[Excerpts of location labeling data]
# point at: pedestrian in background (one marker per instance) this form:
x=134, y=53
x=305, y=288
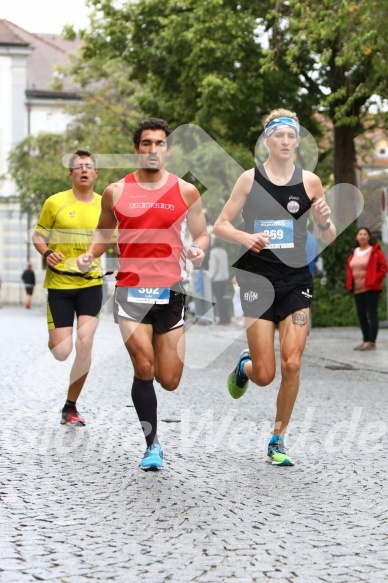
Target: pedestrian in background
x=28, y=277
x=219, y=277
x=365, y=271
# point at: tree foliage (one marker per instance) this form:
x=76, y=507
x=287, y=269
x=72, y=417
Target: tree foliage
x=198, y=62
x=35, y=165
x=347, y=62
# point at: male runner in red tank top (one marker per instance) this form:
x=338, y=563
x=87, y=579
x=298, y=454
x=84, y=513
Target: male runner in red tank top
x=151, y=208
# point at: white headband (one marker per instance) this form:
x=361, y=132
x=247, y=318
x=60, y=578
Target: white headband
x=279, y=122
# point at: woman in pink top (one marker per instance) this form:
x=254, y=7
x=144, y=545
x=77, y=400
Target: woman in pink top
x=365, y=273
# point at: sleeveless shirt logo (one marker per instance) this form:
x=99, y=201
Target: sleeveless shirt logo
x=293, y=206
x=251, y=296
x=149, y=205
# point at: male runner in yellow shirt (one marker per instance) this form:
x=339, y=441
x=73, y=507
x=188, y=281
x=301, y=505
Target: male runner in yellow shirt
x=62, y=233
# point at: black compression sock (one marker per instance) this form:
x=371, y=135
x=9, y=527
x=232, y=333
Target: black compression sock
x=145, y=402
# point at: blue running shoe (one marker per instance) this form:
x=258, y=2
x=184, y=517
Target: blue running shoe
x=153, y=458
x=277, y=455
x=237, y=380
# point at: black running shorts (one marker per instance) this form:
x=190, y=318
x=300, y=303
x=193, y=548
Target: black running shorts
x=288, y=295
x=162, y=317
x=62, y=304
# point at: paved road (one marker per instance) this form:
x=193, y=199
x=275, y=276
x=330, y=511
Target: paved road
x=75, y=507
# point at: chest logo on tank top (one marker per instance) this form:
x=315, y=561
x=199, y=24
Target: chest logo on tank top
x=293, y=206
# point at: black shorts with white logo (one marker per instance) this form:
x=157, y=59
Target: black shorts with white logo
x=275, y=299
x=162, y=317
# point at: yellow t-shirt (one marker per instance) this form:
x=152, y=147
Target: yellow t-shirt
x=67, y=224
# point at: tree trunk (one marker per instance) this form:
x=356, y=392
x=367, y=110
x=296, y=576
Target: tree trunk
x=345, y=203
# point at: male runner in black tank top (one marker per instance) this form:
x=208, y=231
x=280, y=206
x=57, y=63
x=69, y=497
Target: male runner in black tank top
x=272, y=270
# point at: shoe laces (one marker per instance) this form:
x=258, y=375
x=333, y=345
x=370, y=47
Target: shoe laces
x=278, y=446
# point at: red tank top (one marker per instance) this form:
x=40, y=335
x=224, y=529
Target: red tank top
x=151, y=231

--

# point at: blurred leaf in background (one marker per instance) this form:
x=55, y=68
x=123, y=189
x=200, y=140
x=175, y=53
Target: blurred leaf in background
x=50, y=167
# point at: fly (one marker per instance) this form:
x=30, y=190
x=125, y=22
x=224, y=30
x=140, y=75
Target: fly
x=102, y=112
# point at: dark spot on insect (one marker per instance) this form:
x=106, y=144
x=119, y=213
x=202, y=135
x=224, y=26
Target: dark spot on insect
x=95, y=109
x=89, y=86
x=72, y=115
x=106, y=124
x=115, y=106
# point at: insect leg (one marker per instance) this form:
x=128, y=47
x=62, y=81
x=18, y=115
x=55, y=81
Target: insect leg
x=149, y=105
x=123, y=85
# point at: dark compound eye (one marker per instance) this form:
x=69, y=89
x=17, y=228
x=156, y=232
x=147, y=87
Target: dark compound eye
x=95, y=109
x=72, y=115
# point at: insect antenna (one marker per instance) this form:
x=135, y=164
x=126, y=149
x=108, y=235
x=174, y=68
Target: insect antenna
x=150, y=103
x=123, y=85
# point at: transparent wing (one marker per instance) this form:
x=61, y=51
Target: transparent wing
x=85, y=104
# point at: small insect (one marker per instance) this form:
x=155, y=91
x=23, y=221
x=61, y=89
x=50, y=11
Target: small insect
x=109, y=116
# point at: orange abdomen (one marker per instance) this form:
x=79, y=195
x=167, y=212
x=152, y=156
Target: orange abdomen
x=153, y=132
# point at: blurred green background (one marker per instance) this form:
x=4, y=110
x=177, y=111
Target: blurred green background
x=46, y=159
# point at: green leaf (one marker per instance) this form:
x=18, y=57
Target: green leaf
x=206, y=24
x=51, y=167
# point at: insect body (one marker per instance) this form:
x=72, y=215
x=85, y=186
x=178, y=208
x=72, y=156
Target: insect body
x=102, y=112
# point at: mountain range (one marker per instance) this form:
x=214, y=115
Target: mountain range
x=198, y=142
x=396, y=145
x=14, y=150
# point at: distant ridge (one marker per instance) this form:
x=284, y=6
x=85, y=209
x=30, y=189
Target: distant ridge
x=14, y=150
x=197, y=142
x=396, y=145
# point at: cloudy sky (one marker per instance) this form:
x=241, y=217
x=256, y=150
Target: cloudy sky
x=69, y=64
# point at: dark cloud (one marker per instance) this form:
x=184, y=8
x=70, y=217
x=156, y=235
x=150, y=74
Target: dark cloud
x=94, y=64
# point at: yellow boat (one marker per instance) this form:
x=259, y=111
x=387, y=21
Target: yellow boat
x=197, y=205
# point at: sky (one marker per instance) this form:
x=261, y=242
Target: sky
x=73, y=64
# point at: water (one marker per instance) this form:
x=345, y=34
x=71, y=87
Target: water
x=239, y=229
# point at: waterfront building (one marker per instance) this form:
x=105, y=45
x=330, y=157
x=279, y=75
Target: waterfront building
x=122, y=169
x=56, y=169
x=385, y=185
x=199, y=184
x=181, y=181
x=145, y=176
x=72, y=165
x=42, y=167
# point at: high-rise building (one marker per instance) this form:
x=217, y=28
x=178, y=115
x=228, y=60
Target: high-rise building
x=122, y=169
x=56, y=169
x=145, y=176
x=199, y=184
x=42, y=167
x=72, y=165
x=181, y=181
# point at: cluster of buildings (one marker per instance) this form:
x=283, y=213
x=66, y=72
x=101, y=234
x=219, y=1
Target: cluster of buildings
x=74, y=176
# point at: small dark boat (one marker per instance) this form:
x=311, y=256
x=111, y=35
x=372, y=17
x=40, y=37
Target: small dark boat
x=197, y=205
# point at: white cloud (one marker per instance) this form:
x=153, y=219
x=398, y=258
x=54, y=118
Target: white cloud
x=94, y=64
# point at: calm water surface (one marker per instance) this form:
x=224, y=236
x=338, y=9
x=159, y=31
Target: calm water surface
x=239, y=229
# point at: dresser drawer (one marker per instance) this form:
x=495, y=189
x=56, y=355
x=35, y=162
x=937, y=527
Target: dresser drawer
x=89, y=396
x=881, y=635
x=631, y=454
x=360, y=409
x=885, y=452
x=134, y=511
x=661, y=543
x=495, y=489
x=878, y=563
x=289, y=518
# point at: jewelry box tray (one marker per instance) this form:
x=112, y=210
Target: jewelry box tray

* * *

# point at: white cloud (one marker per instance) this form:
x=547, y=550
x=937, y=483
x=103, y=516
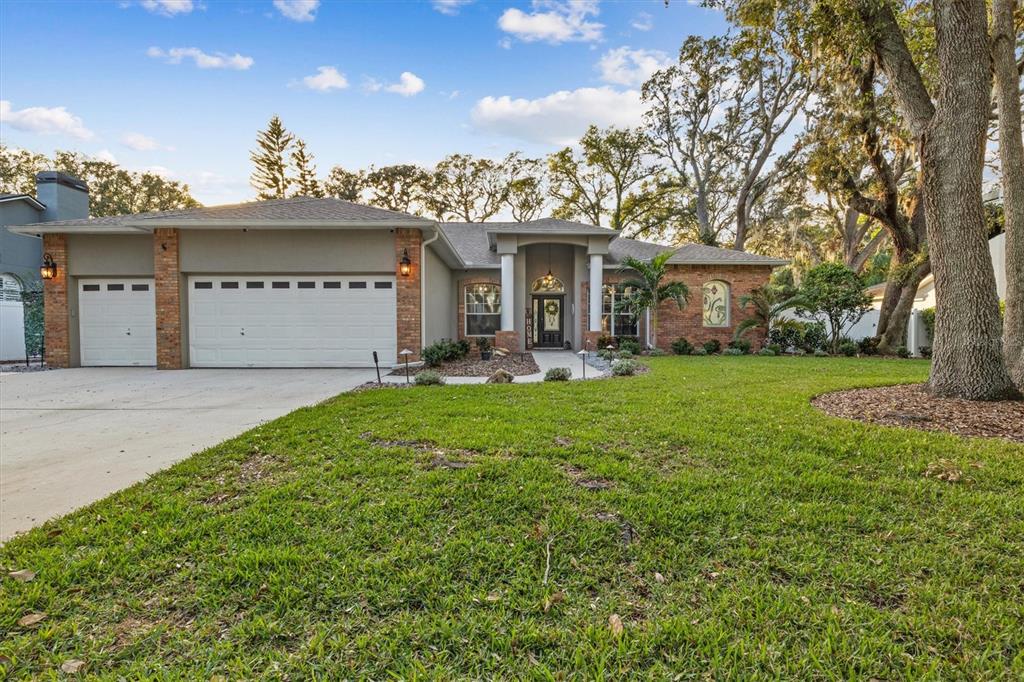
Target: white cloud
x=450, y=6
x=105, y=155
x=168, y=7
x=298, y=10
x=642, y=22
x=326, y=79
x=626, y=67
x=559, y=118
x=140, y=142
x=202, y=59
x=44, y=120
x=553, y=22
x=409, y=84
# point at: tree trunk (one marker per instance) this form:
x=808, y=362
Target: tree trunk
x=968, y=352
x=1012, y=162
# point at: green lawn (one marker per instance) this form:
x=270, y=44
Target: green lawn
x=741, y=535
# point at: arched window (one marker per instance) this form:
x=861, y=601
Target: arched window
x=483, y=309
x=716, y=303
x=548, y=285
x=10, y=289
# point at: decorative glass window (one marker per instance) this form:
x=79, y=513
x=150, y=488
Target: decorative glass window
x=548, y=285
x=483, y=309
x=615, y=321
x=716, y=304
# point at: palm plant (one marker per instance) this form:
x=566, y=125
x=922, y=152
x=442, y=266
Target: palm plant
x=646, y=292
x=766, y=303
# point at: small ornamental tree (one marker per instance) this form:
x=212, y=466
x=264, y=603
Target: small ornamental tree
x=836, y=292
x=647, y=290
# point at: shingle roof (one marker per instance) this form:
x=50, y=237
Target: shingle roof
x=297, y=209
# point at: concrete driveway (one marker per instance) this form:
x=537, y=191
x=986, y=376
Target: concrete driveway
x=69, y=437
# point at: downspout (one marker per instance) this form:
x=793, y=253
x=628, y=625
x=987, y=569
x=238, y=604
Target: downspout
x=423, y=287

__Objective__
Reproduce the items verbatim, beginning at the line that contains "# point at: pedestrian" and stopping after the line that contains "x=279, y=122". Omit the pictures.

__Written solution__
# point at: pedestrian in background (one marker per instance) this form:
x=134, y=53
x=305, y=288
Target: pedestrian in background
x=28, y=277
x=219, y=277
x=365, y=271
# point at: tree foliage (one marker per instance) this form:
x=76, y=507
x=287, y=269
x=72, y=417
Target: tree foliage
x=198, y=62
x=35, y=165
x=347, y=62
# point at: male runner in red tank top (one marker per instance) this form:
x=338, y=563
x=87, y=579
x=298, y=454
x=84, y=513
Target: male runner in red tank top
x=151, y=208
# point at: white headband (one marker per instance) this form:
x=361, y=132
x=247, y=318
x=60, y=578
Target: white headband
x=279, y=122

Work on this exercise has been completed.